### Dataset records

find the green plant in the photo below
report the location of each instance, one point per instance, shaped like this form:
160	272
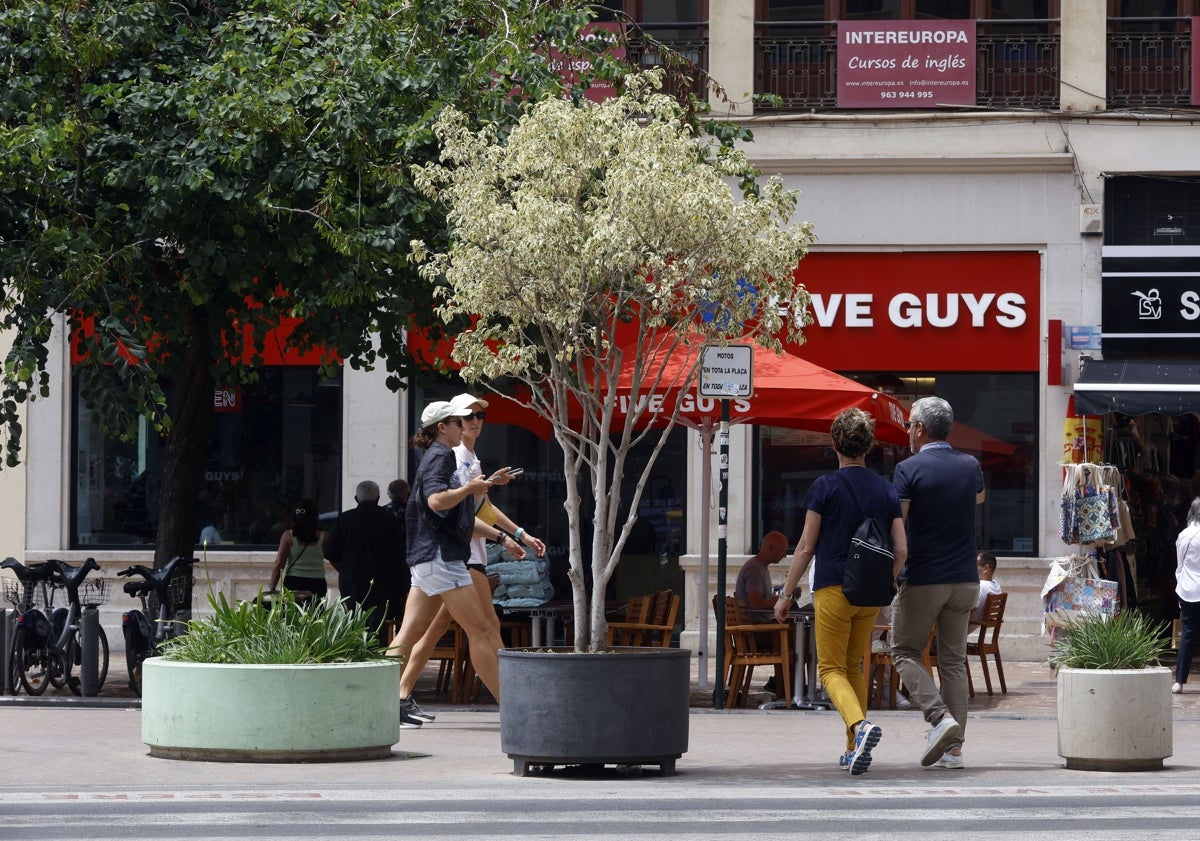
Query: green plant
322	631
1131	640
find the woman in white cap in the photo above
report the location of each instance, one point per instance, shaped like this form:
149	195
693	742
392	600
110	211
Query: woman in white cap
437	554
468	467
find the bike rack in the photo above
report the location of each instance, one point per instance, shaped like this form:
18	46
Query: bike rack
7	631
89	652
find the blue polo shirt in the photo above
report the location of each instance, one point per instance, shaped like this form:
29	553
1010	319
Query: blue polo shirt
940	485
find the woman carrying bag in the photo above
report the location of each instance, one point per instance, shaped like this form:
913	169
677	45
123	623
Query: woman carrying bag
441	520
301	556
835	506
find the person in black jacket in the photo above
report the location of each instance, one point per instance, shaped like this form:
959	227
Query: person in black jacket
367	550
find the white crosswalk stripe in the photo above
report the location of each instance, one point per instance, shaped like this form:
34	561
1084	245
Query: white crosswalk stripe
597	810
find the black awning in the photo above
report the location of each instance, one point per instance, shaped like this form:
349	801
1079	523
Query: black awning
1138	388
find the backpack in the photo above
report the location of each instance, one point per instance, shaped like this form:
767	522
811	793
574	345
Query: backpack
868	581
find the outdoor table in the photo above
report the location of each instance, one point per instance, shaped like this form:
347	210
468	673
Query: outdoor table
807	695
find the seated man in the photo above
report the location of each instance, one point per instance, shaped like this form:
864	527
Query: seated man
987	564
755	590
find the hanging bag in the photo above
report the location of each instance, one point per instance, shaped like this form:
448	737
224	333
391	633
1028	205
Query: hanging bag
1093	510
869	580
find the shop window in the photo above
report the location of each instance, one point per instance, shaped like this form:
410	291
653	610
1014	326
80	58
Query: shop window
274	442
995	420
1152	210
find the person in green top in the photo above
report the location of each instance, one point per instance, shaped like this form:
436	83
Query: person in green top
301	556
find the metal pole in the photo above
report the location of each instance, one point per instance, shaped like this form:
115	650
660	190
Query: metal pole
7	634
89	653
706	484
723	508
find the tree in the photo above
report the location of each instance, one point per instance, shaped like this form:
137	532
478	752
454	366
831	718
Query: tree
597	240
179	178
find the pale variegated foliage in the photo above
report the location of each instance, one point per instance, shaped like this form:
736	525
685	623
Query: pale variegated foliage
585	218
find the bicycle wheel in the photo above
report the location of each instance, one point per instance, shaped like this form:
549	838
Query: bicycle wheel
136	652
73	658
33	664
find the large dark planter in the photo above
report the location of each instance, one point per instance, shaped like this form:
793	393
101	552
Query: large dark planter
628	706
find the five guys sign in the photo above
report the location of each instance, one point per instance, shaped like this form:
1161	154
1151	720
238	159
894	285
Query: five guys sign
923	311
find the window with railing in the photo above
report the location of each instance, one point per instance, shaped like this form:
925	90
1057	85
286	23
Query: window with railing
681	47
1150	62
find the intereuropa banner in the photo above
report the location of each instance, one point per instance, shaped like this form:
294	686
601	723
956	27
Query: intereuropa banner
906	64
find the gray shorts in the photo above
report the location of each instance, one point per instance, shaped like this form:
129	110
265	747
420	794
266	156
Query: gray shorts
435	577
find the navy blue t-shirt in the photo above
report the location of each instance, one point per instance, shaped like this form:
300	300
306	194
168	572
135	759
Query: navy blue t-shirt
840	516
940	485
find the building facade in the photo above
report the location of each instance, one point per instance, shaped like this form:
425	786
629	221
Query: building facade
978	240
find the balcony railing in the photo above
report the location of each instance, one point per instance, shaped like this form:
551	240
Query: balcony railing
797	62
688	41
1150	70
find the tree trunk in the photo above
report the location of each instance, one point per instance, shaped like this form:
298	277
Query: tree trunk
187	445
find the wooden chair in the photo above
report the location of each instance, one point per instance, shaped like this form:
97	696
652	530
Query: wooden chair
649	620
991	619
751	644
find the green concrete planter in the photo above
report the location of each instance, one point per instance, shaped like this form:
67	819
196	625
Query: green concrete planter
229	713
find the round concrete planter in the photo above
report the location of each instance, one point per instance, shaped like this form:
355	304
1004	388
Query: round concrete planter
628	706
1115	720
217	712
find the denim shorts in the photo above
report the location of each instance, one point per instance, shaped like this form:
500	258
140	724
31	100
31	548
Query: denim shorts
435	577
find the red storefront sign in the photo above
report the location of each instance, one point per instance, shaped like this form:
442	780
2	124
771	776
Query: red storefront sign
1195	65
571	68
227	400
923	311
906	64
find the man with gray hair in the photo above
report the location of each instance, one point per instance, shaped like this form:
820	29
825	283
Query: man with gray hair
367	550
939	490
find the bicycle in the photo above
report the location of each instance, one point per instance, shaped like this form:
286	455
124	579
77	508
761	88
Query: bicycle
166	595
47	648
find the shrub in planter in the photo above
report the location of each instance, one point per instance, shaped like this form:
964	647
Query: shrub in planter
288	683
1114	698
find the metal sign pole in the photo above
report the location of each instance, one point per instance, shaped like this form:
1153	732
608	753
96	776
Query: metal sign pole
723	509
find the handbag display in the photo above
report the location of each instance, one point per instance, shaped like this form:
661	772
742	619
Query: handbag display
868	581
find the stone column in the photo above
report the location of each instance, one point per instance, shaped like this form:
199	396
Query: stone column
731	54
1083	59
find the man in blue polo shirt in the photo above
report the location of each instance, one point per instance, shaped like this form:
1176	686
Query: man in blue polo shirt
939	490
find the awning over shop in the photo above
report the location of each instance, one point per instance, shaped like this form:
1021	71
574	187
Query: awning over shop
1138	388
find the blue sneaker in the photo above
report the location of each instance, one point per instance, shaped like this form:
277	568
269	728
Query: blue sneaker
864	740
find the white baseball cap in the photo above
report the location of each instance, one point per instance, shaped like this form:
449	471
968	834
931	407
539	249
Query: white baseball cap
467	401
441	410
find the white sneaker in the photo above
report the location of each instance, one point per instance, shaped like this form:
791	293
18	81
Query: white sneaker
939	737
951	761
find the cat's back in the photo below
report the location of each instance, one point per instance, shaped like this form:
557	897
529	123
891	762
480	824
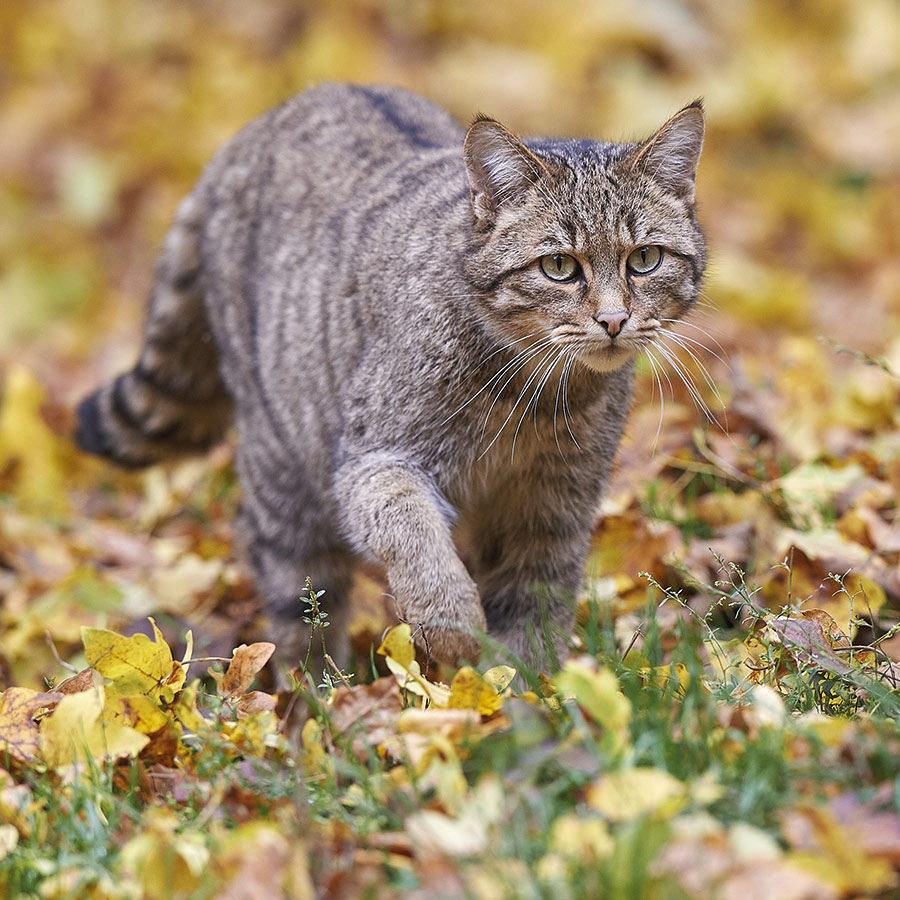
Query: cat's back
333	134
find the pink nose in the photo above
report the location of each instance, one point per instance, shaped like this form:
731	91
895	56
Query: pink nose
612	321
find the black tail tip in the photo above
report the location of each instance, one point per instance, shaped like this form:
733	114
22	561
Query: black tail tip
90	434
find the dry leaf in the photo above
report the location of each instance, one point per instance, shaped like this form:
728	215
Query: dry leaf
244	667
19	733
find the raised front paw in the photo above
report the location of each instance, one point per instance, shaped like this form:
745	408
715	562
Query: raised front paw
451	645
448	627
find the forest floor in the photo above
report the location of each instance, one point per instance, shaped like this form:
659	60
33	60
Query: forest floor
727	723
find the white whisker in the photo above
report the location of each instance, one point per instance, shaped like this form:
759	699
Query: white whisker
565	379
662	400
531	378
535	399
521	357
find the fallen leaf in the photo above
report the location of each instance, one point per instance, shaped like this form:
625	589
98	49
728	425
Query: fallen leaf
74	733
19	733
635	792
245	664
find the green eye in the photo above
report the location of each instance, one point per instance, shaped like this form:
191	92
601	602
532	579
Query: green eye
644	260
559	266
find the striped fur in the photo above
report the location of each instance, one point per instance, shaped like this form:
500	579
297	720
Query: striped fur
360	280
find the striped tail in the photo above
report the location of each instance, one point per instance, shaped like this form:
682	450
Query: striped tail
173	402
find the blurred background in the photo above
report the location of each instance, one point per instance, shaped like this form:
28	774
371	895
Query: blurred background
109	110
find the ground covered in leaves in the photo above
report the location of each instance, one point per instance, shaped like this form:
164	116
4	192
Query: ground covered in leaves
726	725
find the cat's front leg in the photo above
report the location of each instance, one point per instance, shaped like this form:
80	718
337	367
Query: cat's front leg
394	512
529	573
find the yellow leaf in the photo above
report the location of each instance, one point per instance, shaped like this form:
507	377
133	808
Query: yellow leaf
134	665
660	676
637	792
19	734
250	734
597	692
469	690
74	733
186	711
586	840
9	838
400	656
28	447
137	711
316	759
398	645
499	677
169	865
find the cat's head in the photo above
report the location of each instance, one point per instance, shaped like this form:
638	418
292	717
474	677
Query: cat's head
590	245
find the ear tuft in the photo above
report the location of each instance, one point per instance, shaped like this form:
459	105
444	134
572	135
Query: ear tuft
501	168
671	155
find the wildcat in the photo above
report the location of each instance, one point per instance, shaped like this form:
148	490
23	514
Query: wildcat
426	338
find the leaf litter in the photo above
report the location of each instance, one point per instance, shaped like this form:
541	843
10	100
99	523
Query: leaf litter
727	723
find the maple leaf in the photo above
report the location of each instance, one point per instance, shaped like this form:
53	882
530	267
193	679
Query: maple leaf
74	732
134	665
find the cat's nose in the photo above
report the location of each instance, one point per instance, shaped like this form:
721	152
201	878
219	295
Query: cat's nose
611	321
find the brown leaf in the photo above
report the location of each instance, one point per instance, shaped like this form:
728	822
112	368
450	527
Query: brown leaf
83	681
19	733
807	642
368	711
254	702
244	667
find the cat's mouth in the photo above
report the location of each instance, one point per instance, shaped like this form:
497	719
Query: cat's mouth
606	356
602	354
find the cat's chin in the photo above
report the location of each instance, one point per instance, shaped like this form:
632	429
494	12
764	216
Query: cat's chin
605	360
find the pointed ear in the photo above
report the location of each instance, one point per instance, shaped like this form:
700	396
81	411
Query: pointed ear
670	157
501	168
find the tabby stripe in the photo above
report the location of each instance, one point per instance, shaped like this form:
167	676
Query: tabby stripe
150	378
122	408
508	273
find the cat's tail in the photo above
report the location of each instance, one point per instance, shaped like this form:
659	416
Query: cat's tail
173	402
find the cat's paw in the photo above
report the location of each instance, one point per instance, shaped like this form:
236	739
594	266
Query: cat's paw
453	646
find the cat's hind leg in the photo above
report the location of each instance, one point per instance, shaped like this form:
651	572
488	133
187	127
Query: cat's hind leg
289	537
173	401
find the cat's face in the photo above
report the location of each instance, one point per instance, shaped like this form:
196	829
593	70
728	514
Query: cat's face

### Your objective
Write the lines of the records above as a JSON list of strings, one string per line and no blank lines, starting at the line with "find the cat's chin in the photo above" and continuing through the end of the records.

### Solution to this problem
[
  "find the cat's chin in the photo above",
  "report the location of each instance, one point per instance, shaped like this form:",
  "632\t429",
  "494\t12",
  "764\t216",
  "Query: cat's chin",
  "605\t360",
  "find the pointed ear in the photo above",
  "report the location of each instance, one point per instance, shaped like this form:",
  "700\t396",
  "81\t411",
  "Query: pointed ear",
  "670\t157",
  "501\t168",
  "find the tabby stripe in the photo above",
  "report the location of each instance, one point per instance, shaped like this form:",
  "167\t676",
  "Query: tabby stripe",
  "150\t378",
  "122\t408",
  "508\t273",
  "find the cat's tail in the photo above",
  "report the location of each instance, one point per instance, shaped like this form:",
  "659\t416",
  "Query: cat's tail",
  "173\t402",
  "find the cat's paw in the photo above",
  "report the location of each instance, one point per instance, shaped like this form:",
  "236\t739",
  "594\t266",
  "Query: cat's paw",
  "453\t646",
  "find the cat's hind leg in the photo above",
  "report the location of each instance, one point per instance, shaped like this form:",
  "651\t572",
  "488\t133",
  "187\t127",
  "Query: cat's hind leg",
  "289\t537",
  "173\t401",
  "find the cat's face in the photo above",
  "report the location of each instance, one point per instance, shaped like this form:",
  "196\t829",
  "593\t70",
  "728\t514",
  "Query: cat's face"
]